### Exercise prompt
Pictures appear in the records below; write out everything else exactly.

### Available data
● ● ● ● ●
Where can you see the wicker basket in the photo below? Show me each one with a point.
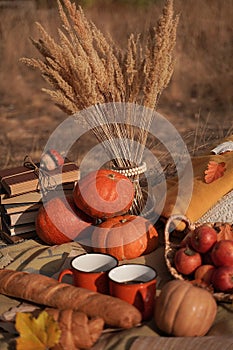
(172, 244)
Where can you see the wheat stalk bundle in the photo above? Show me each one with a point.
(86, 68)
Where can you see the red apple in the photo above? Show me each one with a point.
(203, 238)
(186, 241)
(222, 253)
(204, 273)
(222, 279)
(187, 260)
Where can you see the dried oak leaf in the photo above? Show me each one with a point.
(39, 333)
(225, 231)
(214, 171)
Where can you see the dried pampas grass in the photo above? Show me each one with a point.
(85, 67)
(88, 72)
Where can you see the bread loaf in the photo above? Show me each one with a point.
(47, 291)
(77, 331)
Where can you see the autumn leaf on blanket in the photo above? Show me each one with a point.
(39, 333)
(214, 171)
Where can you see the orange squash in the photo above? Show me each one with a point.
(125, 237)
(59, 221)
(184, 310)
(104, 193)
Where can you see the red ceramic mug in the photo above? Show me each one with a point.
(90, 271)
(136, 284)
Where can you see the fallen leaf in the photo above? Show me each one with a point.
(214, 171)
(39, 333)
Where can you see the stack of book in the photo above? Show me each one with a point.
(21, 198)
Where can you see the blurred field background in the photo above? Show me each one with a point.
(198, 100)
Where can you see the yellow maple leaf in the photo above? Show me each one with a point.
(39, 333)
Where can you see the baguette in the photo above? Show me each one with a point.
(77, 331)
(47, 291)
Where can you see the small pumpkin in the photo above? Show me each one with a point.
(184, 310)
(59, 221)
(104, 193)
(125, 237)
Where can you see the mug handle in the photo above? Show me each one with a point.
(147, 309)
(63, 273)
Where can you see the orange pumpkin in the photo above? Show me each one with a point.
(125, 237)
(104, 193)
(59, 221)
(184, 310)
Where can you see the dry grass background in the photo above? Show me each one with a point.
(198, 100)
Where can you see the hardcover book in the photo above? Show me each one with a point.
(21, 179)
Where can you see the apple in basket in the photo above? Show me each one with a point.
(222, 279)
(222, 253)
(187, 260)
(203, 238)
(59, 221)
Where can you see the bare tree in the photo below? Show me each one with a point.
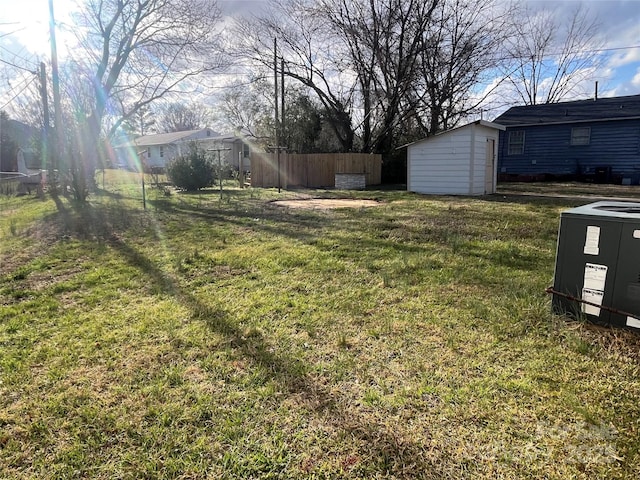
(141, 122)
(248, 108)
(460, 52)
(313, 57)
(179, 117)
(551, 60)
(137, 51)
(386, 70)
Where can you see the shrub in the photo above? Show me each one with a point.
(192, 171)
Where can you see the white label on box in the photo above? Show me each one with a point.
(592, 242)
(595, 276)
(593, 296)
(633, 322)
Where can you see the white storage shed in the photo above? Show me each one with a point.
(461, 161)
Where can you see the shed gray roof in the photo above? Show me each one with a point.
(612, 108)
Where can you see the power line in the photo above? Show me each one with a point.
(20, 92)
(18, 67)
(16, 55)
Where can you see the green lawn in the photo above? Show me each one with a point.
(209, 337)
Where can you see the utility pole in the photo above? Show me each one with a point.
(46, 154)
(221, 149)
(58, 151)
(277, 117)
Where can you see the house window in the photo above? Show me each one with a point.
(516, 143)
(580, 135)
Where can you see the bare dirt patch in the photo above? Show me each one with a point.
(327, 203)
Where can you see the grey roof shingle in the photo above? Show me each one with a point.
(570, 112)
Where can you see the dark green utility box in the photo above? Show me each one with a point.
(598, 261)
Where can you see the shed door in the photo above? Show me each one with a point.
(489, 166)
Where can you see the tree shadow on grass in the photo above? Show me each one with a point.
(393, 453)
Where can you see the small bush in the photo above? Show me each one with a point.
(192, 171)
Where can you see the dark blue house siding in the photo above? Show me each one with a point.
(613, 145)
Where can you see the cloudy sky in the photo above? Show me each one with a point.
(24, 39)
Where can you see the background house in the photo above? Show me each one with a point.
(159, 149)
(586, 139)
(460, 161)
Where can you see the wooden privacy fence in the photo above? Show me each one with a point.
(312, 170)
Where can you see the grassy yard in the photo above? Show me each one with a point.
(209, 337)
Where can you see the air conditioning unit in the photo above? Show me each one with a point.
(597, 272)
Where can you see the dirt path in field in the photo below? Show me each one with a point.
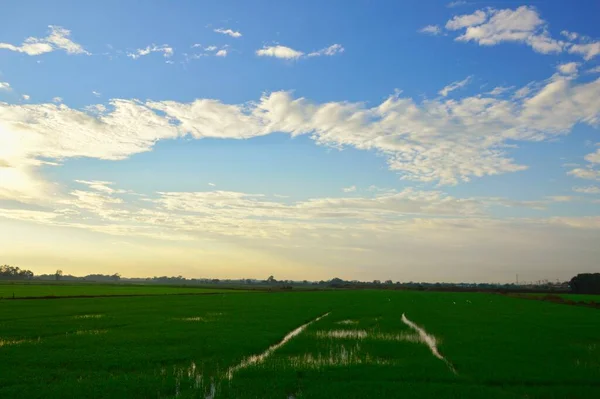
(256, 359)
(429, 340)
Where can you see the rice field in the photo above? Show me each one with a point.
(322, 344)
(65, 289)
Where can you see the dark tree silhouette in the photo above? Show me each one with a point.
(14, 273)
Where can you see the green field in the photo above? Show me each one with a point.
(60, 289)
(573, 297)
(200, 346)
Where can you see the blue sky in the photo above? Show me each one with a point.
(450, 141)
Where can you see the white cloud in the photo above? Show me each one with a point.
(58, 39)
(490, 27)
(456, 3)
(328, 51)
(464, 21)
(165, 49)
(454, 86)
(589, 174)
(288, 53)
(569, 68)
(431, 30)
(444, 141)
(587, 190)
(570, 35)
(499, 90)
(279, 51)
(228, 32)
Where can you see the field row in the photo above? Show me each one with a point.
(303, 345)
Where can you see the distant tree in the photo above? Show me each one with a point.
(585, 283)
(14, 273)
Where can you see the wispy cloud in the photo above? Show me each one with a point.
(490, 27)
(569, 68)
(454, 86)
(414, 136)
(165, 49)
(289, 53)
(431, 30)
(57, 39)
(456, 3)
(279, 51)
(228, 32)
(587, 190)
(328, 51)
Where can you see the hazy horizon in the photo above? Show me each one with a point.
(429, 141)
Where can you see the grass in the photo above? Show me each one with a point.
(60, 289)
(573, 297)
(183, 346)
● ● ● ● ●
### Result for this task
Where can you see the wicker basket in the photo below? Show me each one with a point.
(172, 244)
Where can you see the wheat stalk bundle in the photo above? Show me each one with a point.
(86, 68)
Where can you see the red apple in the photo above? Show me each one with a point.
(203, 238)
(186, 241)
(222, 253)
(204, 273)
(222, 279)
(187, 260)
Where can you see the dried oak leaf in the photo above? Show me each one with a point.
(39, 333)
(225, 231)
(214, 171)
Where can you see the dried pampas grass in the photo above? Show me each one with a point.
(85, 67)
(88, 72)
Where can you see the bread loaf in the photo above? Show me each one with a point.
(47, 291)
(77, 331)
Where can you see the autumn leaf on blanket in the photo above? Show me each one with a point.
(39, 333)
(214, 171)
Where can you see the orange squash in the photo above? Show me each one with a point.
(125, 237)
(59, 221)
(184, 310)
(104, 193)
Where can you see the red ceramic mug in the photo above? Show me each one with a point.
(90, 271)
(136, 284)
Where can you see the fallen leaf in the photo above? Show me each one with a point.
(214, 171)
(39, 333)
Where can you see the stack of book in the photo above? Show me each one with a point.
(21, 198)
Where can you see the blurred field background in the photo above? Show me each one with a point.
(198, 100)
Where can you see the yellow maple leaf in the photo above? Show me each one with a point.
(39, 333)
Where can you see the baguette in the photo above? Show me each one with a point.
(77, 331)
(47, 291)
Where can you see the small pumpkin in the photo above? Show me each one with a point.
(184, 310)
(59, 221)
(104, 193)
(125, 237)
Where can you see the mug handle in the photo above? Show me each one with a point.
(147, 309)
(63, 273)
Where can you see the orange pumpkin in the photo above? Show me each one with a point.
(125, 237)
(104, 193)
(59, 221)
(184, 310)
Where can you see the dry grass background in the photo above? Show me each one with a point.
(198, 100)
Where can you see the hardcover book in the photo above? Show me each one with a point.
(21, 179)
Where can you see the apple in basket in the photo above? Show me each one with a point.
(222, 279)
(222, 253)
(187, 260)
(203, 238)
(59, 221)
Where can you see the bare tree in the photo below? Show me each one with a point.
(141, 122)
(248, 108)
(460, 52)
(313, 57)
(179, 117)
(551, 60)
(137, 51)
(386, 70)
Where can you see the shrub in the photo above? Show me each one with a point.
(192, 171)
Where can you see the white label on box in the photo above? Show me each one with a point.
(592, 242)
(595, 276)
(593, 296)
(633, 322)
Where can you see the white storage shed in the photo above? Show me each one with a point.
(461, 161)
Where can you see the shed gray roof in the photo above? Show me each one with a point.
(612, 108)
Where can you see the power line in the photo above? Show me each one with a point.
(20, 92)
(18, 67)
(16, 55)
Where can you see the green lawn in the photo above? Show me each one with a point.
(209, 337)
Where can you see the utility pole in the photo above? Show me each one with a point.
(46, 154)
(221, 149)
(58, 151)
(277, 117)
Where can you see the house window in the photo above? Show me each one with a point.
(516, 143)
(580, 135)
Where can you see the bare dirt patch in the photo above? Show me each one with a point.
(327, 203)
Where can you see the grey roof shingle in the photo above? Show me each one with a point.
(570, 112)
Where can you see the dark green utility box in the photo above? Show me each one with a point.
(598, 261)
Where can you see the shed door in the photo above? Show me each one with a point.
(489, 166)
Where can you see the tree shadow on grass in the photo above? Show me each one with a point.
(393, 453)
Where can you see the small bush in the photo above? Show me each one with a point.
(192, 171)
Where can you see the dark blue house siding in the photo above? Show me each one with a point.
(613, 145)
Where can you see the cloudy sky in the photo above? Show me each one with a point.
(24, 39)
Where can you see the background house in the photo above? Show me each one with a point.
(159, 149)
(586, 139)
(460, 161)
Where can you see the wooden privacy fence in the photo above? Show me each one with a point.
(312, 170)
Where can you see the grassy yard in the photo above? Show me each one with a point.
(209, 337)
Where can you see the air conditioning unit in the photo above? Show me each one with a point.
(597, 272)
Where can you see the dirt path in field in the photo below? Show me each one with a point.
(256, 359)
(429, 340)
Where can you see the rice field in the photo above? Show me each one with a point.
(322, 344)
(65, 289)
Where can you see the dark tree silhouette in the photo above? Show me each one with a point.
(14, 273)
Where can you see the green field in the photo above? Show me each one with a point.
(60, 289)
(573, 297)
(200, 346)
Where can you see the blue sky in the photo above? Show me each one with a point.
(450, 141)
Where can you see the white cloud in the photo above? Show me each one with a point.
(58, 39)
(490, 27)
(456, 3)
(328, 51)
(464, 21)
(165, 49)
(454, 86)
(589, 174)
(288, 53)
(569, 68)
(431, 30)
(444, 141)
(587, 190)
(570, 35)
(499, 90)
(279, 51)
(228, 32)
Where can you see the field row in the photo above? Show me each one with a point.
(303, 345)
Where can you see the distant tree in the photo above? Show me each one with a point.
(585, 283)
(14, 273)
Where can you see the wispy cloud in the photo above? Show me each one with a point.
(490, 27)
(569, 68)
(454, 86)
(414, 136)
(165, 49)
(289, 53)
(431, 30)
(57, 39)
(456, 3)
(279, 51)
(228, 32)
(587, 190)
(328, 51)
Where can you see the hazy horizon in the photo above? Show me each one with a point.
(429, 141)
Where can you see the grass in the photo above? Show me each one with a point.
(60, 289)
(573, 297)
(183, 346)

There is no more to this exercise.